→ **DATA IN THIS EXERCISE**
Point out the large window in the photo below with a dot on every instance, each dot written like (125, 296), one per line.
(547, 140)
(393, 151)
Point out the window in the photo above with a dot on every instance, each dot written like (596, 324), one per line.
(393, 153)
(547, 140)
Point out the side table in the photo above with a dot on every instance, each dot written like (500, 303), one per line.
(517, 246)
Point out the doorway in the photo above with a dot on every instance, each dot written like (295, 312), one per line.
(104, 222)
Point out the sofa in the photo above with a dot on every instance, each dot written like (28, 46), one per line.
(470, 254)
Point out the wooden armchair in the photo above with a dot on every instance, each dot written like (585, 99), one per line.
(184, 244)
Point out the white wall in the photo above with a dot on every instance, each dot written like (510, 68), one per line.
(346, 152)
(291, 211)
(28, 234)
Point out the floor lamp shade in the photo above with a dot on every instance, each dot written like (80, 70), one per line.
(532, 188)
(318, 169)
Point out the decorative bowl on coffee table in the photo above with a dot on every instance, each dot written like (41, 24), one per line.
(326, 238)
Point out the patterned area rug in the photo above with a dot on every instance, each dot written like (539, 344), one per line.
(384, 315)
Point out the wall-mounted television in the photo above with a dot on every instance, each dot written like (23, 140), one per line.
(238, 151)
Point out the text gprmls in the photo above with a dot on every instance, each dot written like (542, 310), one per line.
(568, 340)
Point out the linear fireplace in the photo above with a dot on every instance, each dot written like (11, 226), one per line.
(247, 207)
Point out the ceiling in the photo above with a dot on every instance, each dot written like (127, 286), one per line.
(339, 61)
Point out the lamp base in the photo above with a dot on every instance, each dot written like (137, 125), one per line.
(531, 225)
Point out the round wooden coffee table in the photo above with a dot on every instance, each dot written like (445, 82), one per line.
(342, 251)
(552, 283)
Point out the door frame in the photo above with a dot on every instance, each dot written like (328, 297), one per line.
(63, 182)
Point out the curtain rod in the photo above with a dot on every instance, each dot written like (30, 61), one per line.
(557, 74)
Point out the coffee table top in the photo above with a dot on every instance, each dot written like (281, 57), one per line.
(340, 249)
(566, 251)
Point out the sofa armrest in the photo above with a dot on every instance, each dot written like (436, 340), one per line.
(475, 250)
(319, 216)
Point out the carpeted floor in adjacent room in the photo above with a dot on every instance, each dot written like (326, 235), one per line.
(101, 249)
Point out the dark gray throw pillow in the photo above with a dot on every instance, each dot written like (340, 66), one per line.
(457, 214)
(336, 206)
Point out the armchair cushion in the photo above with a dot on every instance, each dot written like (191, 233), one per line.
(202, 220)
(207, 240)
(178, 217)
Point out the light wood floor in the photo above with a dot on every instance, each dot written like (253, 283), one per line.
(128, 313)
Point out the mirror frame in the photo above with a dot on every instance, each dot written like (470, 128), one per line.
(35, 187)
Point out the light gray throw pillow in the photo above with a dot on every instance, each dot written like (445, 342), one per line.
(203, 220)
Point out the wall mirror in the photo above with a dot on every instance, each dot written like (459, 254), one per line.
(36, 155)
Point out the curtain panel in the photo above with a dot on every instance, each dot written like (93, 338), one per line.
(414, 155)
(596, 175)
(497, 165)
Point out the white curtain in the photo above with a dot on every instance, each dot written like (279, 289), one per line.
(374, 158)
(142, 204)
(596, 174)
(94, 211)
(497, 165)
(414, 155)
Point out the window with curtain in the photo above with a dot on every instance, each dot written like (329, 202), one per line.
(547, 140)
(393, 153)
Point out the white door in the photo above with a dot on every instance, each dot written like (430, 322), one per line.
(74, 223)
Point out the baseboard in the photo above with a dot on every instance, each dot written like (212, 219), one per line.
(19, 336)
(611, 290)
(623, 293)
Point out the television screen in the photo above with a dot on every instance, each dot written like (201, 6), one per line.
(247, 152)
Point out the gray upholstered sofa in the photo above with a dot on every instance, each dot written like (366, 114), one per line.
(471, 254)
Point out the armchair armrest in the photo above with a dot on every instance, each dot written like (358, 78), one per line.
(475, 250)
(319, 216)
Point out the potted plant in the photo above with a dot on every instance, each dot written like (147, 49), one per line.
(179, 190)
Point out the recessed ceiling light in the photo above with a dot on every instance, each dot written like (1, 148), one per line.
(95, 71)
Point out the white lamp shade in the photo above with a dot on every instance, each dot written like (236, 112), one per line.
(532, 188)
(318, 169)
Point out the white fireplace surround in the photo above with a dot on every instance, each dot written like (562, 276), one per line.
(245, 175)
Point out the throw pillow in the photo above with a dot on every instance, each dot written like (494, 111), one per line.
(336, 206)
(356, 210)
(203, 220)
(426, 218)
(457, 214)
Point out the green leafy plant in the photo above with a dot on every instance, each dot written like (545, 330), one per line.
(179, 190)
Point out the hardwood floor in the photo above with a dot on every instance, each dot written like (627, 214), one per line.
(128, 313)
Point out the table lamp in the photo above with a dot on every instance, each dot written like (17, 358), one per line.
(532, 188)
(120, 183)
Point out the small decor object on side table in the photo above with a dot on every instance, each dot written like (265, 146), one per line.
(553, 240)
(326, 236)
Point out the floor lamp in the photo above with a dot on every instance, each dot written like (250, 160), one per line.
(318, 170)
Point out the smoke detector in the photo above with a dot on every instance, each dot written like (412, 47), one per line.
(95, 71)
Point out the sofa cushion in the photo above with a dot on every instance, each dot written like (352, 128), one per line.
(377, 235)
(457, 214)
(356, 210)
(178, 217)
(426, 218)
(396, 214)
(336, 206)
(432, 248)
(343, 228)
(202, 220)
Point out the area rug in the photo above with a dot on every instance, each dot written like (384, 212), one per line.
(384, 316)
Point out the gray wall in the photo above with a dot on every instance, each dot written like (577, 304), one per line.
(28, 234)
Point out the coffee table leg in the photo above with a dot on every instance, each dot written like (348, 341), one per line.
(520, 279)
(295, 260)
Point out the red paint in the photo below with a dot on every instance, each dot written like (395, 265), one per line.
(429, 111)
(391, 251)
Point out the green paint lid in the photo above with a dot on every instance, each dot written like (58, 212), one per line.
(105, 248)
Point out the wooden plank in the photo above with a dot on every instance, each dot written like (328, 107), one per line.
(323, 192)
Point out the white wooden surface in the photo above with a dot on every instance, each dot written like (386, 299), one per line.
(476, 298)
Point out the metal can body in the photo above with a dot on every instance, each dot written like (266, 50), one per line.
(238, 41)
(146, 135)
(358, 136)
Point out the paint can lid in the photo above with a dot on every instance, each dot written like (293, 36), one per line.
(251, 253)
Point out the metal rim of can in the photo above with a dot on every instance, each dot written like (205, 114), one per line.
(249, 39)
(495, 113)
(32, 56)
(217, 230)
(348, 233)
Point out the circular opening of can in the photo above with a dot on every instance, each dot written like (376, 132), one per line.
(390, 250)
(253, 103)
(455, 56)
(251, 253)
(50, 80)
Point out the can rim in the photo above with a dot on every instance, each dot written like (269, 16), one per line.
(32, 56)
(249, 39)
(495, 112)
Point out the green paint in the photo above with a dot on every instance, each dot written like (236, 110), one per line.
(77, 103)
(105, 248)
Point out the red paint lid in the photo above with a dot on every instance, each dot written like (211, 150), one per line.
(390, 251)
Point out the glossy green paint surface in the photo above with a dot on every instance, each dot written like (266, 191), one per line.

→ **TASK GOAL**
Retype the records in full. Keep every line identical to the original.

→ **ANSWER TO THE EXERCISE**
Point out the large window in the photo below with a dot on every instance, each dot written like (125, 296), one per line.
(547, 140)
(393, 151)
Point out the window in the photo above with a dot on every instance, each dot written like (596, 324), one per line.
(393, 153)
(547, 140)
Point out the side table in the photo above with a dot on every instance, each dot written like (500, 303), one per line.
(517, 246)
Point out the doorway in the photo above with a dot on every instance, each dot written like (295, 312), one per line.
(104, 222)
Point out the sofa in the photo above with a dot on every instance, each dot written like (28, 46), one per line.
(470, 254)
Point out the wooden armchair in the photo above with a dot on every instance, each dot written like (585, 99), one per line.
(184, 244)
Point out the white wall in the photo above with a dot on every instance, each dot written like (510, 68), one per line.
(346, 152)
(291, 211)
(28, 234)
Point out the floor lamp shade in the photo above with a dot on every instance, each dot written like (80, 70), one per line.
(532, 188)
(318, 169)
Point out the decorative bowl on coffee table in the photo above with a dot on every instance, each dot written like (41, 24), one per line.
(326, 238)
Point out the patterned area rug in the photo above with a dot on every instance, each dot written like (539, 344), one per line.
(384, 315)
Point out the wall-mounted television in the photo above with a dot on every instance, each dot written like (23, 140), one per line.
(238, 151)
Point out the text gprmls in the photo above with a dot on every instance, each dot written like (542, 310), one per line.
(568, 340)
Point out the linear fireplace in the photo above with a dot on every instance, each dot written like (11, 226), one per line.
(247, 207)
Point out the ceiling in the photo above with a dot on every instance, each dot written like (127, 286), one per line.
(339, 61)
Point out the lamp base in the photo above with a dot on every instance, each dot written like (137, 125), one per line.
(531, 225)
Point out the round wooden coffee table in the photo above with a dot on every instance, each dot written like (445, 82), one per line.
(342, 251)
(552, 283)
Point out the door frame in the photo above with a dot on every instance, each dot written like (328, 297), one per line.
(63, 182)
Point out the curtain rod in the photo above with a dot on every instance, each dot written like (30, 61), one per line.
(557, 74)
Point out the coffee table top in the photo above with a dot on every instance, each dot written like (281, 57), one per line.
(340, 249)
(566, 251)
Point out the sofa armrest in the photo above with a dot on every instance, each dot written like (436, 340), one per line.
(475, 250)
(319, 216)
Point out the carpeted floor in adjacent room in the photo above with a dot on every instance, each dot written like (326, 235), one per line.
(101, 249)
Point out the dark gray throw pillow in the photo above with a dot on every instance, each dot written like (340, 66), one per line.
(457, 214)
(336, 206)
Point out the armchair cushion in the photo above with a dot on every instance, each dot written like (191, 233), one per line.
(202, 220)
(207, 240)
(178, 217)
Point out the light wood floor in the photo above with a dot on every instance, each dot written like (253, 283), one per line.
(128, 313)
Point out the mirror frame in the photo above with a dot on every instance, each dot written like (470, 128), one per line.
(35, 187)
Point out the light gray throw pillow in the photo above with a dot on every instance, each dot written like (445, 342), one per line.
(203, 220)
Point out the wall mirror in the photo above with a dot on every instance, each dot written like (459, 254), one per line.
(36, 155)
Point out the curtain panel in the photo above with a dot on every instance, each dot written like (93, 338), one per line.
(414, 155)
(596, 175)
(497, 165)
Point out the white curtain in the photo above with a dot on every instance, each dot written like (279, 289), one per line.
(374, 158)
(142, 204)
(596, 174)
(94, 211)
(497, 165)
(414, 155)
Point out the window with curtain in the photo above with a dot on every instance, each dot written like (329, 202), one per line.
(547, 140)
(393, 153)
Point out the white door in the photo above with a dot on every instance, each dot written like (430, 322), one per line.
(74, 223)
Point out the baseboard in the photo above with a dot on every instance, each dot written like (212, 219), one per line.
(19, 336)
(611, 290)
(623, 293)
Point out the television screen in the photo above with a dot on every instance, each dot written like (201, 6), one per line.
(247, 152)
Point out the gray upholstered sofa in the photo above with a dot on every instance, each dot written like (366, 114), one per line.
(471, 254)
Point out the armchair armrest in the photo above with a dot on every instance, each dot written like (358, 78), one per line.
(475, 250)
(319, 216)
Point out the potted plant in the photo above with a dot on every instance, each dot written like (147, 49), one per line.
(179, 190)
Point out the recessed ceiling light in the photo above with a dot on every instance, each dot written like (1, 148), one per line.
(95, 71)
Point out the white lamp shade in the photo above with a dot on every instance, each dot written like (236, 112), one per line.
(532, 188)
(318, 169)
Point out the white fireplace surround in the photo above with a dot on every instance, each dot written like (562, 276), one per line.
(245, 175)
Point out the throw pillow in the photo above with a dot on every instance, each dot written like (494, 111), one per line.
(336, 206)
(356, 210)
(203, 220)
(426, 218)
(457, 214)
Point out the green leafy plant in the photo above with a dot on every instance, each dot written like (545, 330), one per line.
(179, 190)
Point out the hardwood floor in the photo above with a dot on every instance, each dot written like (627, 214), one per line.
(128, 313)
Point out the table lamp in the photo above with a dot on every instance, each dot written like (17, 358), one per line.
(532, 188)
(120, 183)
Point out the small decor object on side table in the photo above with a dot on every instance, each dot written like (265, 146), one per line.
(553, 240)
(326, 236)
Point out the floor lamp in the photo above with a dot on every instance, each dot written like (250, 160), one per line.
(318, 170)
Point out the smoke detector in the photo above with a dot on every instance, each dot written like (412, 47), one per line.
(95, 71)
Point out the sofa cushion in the photo above with a dot on every instance, each dot written like (352, 128), one per line.
(377, 235)
(457, 214)
(356, 210)
(178, 217)
(426, 218)
(396, 214)
(336, 206)
(432, 248)
(343, 228)
(202, 220)
Point out the area rug in the photo above with a dot on every instance, each dot written like (384, 212), one per line.
(384, 316)
Point out the gray wall in the photo above with a dot on every instance, each dot written like (577, 304), one per line.
(28, 234)
Point out the coffee table leg in the photo above with a dot on every instance, each dot written like (348, 341), one per line.
(520, 279)
(295, 260)
Point out the red paint in the photo below with a dot on every instance, each dot written like (395, 265), one per line.
(429, 111)
(391, 251)
Point out the green paint lid in the photo above with a dot on every instance, each dot written like (58, 212), one per line.
(105, 248)
Point out the wooden plank in the photo above with a dot on every instance, each dot written like (328, 107), one per line.
(323, 192)
Point out the white wooden surface in the photo above with a dot on every instance, each dot written like (386, 299), one per line.
(476, 298)
Point out the metal can body in the photo above with a dot on every instance, each dot written like (266, 50), one per line.
(238, 41)
(146, 135)
(358, 136)
Point out the paint can lid in the photo above with a dot on every instance, each dot written like (293, 36), one per line.
(251, 253)
Point out the metal rim of can in the photo above with a dot on every instance, each dot written like (205, 114), one per line.
(249, 39)
(495, 113)
(32, 56)
(217, 230)
(348, 233)
Point out the circular opening of can in the photo above with a dot on every instance, each dot written like (376, 132), one per line.
(390, 250)
(253, 103)
(455, 56)
(251, 253)
(50, 80)
Point out the can rim in the photo above with a dot on every instance, each dot written like (269, 16), one per line.
(32, 56)
(249, 39)
(495, 112)
Point out the green paint in the photo above with a dot on every instance, each dot written like (236, 110), one per line.
(77, 103)
(105, 248)
Point out the red paint lid in the photo above with a dot on every instance, each dot written like (211, 150), one per line.
(390, 251)
Point out the glossy green paint surface in the photo above with a dot on every instance, each dot written like (266, 191), one per line.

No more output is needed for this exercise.